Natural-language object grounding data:
+++

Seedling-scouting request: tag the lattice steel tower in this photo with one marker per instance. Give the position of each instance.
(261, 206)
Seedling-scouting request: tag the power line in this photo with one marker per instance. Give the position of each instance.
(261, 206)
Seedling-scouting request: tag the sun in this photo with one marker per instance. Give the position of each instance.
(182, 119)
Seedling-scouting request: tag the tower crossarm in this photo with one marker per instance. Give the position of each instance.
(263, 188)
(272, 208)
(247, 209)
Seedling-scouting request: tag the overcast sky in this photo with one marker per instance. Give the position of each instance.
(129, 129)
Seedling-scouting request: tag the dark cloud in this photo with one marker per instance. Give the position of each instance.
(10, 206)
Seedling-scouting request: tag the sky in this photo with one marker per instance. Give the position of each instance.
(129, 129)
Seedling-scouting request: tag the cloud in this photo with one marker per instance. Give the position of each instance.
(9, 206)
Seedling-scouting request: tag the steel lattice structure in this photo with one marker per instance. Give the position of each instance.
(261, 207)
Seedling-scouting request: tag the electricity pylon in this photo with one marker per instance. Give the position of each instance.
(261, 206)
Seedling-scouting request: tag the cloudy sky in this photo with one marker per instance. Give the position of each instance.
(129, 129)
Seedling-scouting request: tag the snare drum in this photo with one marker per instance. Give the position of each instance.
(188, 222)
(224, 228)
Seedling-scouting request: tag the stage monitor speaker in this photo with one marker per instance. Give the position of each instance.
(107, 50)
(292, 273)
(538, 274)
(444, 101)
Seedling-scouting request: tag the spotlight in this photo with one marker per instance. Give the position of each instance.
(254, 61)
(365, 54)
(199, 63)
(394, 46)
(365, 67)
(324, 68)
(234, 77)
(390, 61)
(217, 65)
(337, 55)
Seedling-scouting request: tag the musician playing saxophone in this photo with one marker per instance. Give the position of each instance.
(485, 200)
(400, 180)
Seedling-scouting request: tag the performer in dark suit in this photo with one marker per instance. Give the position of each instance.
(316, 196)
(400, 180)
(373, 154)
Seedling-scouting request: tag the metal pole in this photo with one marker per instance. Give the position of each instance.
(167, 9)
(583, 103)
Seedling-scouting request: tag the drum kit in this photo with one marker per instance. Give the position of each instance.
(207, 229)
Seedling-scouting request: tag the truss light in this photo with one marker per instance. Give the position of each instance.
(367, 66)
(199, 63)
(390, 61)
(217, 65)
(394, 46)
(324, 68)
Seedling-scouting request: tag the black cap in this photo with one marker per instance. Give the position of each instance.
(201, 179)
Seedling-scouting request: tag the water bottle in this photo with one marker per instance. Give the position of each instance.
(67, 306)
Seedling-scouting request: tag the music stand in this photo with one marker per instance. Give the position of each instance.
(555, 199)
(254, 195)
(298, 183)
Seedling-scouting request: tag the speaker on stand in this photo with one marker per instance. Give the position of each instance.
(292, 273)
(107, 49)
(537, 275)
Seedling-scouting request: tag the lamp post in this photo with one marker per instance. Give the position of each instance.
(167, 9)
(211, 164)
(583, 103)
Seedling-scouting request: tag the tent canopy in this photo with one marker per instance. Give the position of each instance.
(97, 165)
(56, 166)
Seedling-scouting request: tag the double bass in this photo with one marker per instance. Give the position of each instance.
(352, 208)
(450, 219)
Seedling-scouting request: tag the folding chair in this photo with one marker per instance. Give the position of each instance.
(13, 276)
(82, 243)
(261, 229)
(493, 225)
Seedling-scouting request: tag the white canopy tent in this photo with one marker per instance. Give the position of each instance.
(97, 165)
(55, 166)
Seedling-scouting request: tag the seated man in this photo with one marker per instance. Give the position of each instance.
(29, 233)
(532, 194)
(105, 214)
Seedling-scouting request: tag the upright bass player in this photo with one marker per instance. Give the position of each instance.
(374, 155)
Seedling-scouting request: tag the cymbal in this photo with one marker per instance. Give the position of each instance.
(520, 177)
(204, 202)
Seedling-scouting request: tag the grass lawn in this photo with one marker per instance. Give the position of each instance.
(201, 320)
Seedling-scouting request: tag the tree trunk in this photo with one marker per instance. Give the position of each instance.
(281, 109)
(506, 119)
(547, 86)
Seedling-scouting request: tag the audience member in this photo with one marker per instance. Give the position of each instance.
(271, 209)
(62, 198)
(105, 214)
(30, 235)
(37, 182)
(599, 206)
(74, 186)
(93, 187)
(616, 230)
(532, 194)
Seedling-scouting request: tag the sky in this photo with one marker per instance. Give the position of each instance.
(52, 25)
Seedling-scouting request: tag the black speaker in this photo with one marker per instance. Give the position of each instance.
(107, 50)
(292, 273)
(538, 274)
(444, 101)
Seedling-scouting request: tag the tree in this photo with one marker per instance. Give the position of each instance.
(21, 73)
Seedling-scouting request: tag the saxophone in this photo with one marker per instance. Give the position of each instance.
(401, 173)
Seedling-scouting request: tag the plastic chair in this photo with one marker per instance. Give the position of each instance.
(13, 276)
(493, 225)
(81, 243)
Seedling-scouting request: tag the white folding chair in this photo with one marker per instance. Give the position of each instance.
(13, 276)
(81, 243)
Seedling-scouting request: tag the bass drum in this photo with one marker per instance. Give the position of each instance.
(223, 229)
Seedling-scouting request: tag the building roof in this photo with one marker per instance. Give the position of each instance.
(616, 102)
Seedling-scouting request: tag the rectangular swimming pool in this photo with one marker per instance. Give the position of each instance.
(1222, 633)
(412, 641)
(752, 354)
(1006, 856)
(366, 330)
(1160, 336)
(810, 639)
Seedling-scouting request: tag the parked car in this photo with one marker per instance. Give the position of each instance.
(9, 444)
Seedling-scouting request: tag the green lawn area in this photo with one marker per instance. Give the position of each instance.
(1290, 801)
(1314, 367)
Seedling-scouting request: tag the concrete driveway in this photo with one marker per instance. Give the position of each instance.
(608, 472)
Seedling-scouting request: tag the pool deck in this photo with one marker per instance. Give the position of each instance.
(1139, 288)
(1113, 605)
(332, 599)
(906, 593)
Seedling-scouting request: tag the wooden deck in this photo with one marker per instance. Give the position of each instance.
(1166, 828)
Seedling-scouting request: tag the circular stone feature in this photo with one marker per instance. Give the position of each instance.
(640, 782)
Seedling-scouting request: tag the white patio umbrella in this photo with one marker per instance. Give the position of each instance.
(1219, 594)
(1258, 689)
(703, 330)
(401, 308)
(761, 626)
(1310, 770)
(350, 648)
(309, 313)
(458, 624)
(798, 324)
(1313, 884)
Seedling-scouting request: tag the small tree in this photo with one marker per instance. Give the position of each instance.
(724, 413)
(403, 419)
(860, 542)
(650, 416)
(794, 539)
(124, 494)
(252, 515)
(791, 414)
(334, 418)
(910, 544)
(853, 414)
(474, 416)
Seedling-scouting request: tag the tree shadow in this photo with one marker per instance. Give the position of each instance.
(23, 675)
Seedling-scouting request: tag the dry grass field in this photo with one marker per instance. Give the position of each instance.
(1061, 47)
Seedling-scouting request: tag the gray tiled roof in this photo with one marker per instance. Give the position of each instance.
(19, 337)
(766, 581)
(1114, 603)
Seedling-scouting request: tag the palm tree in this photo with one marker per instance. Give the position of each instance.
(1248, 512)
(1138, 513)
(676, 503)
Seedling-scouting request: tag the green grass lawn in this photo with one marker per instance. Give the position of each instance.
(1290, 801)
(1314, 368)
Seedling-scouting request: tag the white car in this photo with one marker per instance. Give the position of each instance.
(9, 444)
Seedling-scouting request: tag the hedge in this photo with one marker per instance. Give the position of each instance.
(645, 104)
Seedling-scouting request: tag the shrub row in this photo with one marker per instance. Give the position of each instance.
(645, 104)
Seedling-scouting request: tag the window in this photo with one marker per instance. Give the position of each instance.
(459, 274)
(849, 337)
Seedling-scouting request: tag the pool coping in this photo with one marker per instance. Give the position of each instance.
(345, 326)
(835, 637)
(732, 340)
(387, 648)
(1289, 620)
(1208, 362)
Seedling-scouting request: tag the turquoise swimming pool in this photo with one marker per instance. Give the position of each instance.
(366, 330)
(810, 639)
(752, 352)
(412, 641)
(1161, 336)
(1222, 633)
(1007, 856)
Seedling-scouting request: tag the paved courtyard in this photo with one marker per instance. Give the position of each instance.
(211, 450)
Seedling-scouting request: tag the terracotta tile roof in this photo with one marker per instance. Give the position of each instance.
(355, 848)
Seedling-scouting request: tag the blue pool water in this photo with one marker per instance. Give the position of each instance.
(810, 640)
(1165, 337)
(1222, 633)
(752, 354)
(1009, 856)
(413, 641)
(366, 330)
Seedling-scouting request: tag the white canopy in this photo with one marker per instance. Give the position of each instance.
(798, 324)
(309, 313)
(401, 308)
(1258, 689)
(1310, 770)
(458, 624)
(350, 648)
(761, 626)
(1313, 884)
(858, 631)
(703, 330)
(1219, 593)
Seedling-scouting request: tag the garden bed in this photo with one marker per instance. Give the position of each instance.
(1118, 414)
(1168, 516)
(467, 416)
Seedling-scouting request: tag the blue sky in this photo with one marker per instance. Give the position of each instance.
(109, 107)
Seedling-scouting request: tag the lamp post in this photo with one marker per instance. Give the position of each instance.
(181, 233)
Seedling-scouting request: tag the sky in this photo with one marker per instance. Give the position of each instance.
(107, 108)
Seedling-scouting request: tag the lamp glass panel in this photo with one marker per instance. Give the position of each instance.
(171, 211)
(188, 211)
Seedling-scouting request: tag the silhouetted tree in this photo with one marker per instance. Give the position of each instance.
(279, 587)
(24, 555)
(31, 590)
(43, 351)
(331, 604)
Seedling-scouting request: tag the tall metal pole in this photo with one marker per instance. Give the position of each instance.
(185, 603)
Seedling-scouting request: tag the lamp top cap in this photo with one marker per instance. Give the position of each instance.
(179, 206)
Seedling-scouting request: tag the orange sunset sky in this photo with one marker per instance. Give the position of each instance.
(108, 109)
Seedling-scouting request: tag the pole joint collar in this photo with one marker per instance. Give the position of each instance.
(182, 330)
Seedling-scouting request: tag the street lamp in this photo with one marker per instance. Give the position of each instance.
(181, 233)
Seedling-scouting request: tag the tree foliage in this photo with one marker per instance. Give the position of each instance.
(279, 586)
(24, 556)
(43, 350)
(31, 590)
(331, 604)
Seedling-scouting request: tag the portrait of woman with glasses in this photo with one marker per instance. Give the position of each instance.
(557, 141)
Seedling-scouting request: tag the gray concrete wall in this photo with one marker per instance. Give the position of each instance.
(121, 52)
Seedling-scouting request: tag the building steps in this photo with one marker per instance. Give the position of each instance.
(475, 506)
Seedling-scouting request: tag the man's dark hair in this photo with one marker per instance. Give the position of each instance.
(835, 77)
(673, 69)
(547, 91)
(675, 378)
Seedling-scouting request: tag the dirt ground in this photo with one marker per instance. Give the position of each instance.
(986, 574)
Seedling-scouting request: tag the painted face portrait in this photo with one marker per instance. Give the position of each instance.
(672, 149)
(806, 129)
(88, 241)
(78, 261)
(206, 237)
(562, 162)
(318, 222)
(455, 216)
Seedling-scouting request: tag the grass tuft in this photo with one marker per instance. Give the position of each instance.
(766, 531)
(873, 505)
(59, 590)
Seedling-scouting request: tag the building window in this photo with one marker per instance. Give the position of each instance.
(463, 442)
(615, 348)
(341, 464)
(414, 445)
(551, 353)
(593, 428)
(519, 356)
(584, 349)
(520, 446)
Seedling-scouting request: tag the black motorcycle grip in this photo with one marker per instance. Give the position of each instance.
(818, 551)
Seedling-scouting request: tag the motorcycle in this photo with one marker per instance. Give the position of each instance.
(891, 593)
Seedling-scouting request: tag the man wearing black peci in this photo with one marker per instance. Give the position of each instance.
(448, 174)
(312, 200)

+++

● TASK REQUIREMENTS:
Keep only the lines from the one containing "Seedling-scouting request: tag the man's" through the final line of the records, and transcribe them exactly.

● SOLUTION TO THE PROBLEM:
Seedling-scouting request: tag the man's dark hair in this photo with one marker per instance. Give the position of each instance.
(835, 77)
(673, 69)
(547, 91)
(675, 378)
Seedling-scouting request: tag the dirt ground in this photo with one marker per instance. Give the position of each instance.
(986, 574)
Seedling-scouting request: tag the painted face portrait in this photo with one marker per instance. Give the position of each instance.
(672, 149)
(806, 129)
(88, 241)
(78, 261)
(206, 237)
(562, 162)
(318, 222)
(455, 216)
Seedling-scouting request: tag the grass tuft in this photo with one marker per instance. Give the position of each instance.
(766, 531)
(873, 505)
(59, 590)
Seedling-scouting request: tag the building window in this photo with one marker per instance. Give the position of each instance.
(463, 442)
(615, 348)
(341, 464)
(414, 445)
(551, 353)
(593, 428)
(519, 356)
(584, 349)
(520, 446)
Seedling-scouting request: tag the black motorcycle grip in this photo with one marker per instance. Give the position of each instance.
(818, 551)
Seedling-scouting request: tag the motorcycle in this photo with one marker per instance. Give the position of each instance.
(891, 593)
Seedling-scouting request: tag the man wearing black peci in this photo with one marker per instance. Give the position of each instance.
(448, 174)
(312, 200)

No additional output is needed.